Consegna: Indica se ciascuna affermazione concorda con l'estratto fornito, rispondendo sì o no e citando le parole decisive del testo: (a) "Gomorra" è il film documentario; (b) i film citati riguardano la situazione dei rifiuti in Campania; (c) "Gomorra" è giudicato un lavoro poco emozionante.
──────── Estratto fornito
Direi molto semplicemente una ventata di aria fresca, un bagno emotivo nella realtà di fatti e sentimenti autentici. Mi spiego con un esempio. Ci sono attualmente in giro un film di finzione ed un film documentario che hanno come oggetto la medesima realtà : “Gomorra” e “Biutiful Cauntry”. Il primo è sicuramente un magnifico lavoro fortemente emozionante, ma il secondo ha in più una capacità di coinvolgimento che dipende dal fatto di fornirci una serie più puntuale di informazioni e un contatto emotivamente molto forte con persone che vivono la drammatica situazione dei rifiuti in Campania. Questa è la forza del documentario: rendere l’umanità degli altri vicina alla nostra.
────────────────
──────── Materiale fornito
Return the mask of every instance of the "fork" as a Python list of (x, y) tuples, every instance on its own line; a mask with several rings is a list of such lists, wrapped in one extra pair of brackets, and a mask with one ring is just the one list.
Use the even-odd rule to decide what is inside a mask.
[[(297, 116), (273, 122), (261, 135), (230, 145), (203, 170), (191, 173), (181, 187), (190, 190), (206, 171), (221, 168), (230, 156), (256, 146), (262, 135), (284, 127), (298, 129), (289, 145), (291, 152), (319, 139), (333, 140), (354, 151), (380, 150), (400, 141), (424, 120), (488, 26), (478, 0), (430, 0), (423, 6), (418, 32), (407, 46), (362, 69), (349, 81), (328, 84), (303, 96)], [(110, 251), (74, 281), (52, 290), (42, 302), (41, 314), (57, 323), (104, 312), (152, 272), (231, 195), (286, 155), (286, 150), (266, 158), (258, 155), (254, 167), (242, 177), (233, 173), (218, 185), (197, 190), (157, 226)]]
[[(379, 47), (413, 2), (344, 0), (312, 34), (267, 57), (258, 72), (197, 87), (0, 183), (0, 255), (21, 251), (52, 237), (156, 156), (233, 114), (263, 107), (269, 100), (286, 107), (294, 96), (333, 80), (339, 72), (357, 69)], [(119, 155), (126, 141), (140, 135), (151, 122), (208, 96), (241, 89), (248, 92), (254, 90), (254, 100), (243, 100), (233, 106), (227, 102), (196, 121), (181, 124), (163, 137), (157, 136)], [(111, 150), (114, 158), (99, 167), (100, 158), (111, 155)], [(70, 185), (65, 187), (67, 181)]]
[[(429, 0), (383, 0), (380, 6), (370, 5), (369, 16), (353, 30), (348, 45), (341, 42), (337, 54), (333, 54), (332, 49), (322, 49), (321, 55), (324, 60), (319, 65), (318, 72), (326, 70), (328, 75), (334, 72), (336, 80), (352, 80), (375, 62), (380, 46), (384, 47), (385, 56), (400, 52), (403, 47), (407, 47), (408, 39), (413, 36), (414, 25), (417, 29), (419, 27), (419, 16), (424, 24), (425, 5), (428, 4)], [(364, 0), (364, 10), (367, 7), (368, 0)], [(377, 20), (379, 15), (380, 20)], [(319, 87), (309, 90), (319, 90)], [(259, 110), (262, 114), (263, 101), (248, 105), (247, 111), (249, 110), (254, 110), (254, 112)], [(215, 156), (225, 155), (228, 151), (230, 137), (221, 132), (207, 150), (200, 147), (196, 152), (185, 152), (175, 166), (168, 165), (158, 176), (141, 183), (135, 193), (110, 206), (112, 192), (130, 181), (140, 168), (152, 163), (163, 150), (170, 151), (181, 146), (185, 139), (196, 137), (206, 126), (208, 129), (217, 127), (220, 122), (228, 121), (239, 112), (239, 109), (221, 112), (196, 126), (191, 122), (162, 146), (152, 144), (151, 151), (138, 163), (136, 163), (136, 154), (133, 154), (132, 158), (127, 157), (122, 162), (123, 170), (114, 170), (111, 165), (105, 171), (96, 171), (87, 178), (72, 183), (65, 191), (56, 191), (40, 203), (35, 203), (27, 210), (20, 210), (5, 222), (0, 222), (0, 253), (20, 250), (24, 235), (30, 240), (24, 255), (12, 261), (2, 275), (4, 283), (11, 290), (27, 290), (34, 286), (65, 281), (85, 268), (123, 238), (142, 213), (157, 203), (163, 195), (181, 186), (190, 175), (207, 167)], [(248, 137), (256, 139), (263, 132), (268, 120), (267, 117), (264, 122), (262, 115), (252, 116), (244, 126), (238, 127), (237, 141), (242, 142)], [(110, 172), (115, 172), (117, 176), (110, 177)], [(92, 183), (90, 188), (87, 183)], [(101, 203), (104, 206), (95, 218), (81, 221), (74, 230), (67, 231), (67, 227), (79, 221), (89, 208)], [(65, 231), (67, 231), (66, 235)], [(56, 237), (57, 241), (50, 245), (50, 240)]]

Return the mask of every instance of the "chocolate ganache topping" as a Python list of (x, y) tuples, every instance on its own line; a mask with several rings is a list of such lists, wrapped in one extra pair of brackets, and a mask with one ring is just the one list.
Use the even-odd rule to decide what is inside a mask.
────────────────
Soluzione:
(a) No: "un film di finzione ed un film documentario che hanno come oggetto la medesima realtà : “Gomorra” e “Biutiful Cauntry”".
(b) Sì: "persone che vivono la drammatica situazione dei rifiuti in Campania".
(c) No: "Il primo è sicuramente un magnifico lavoro fortemente emozionante".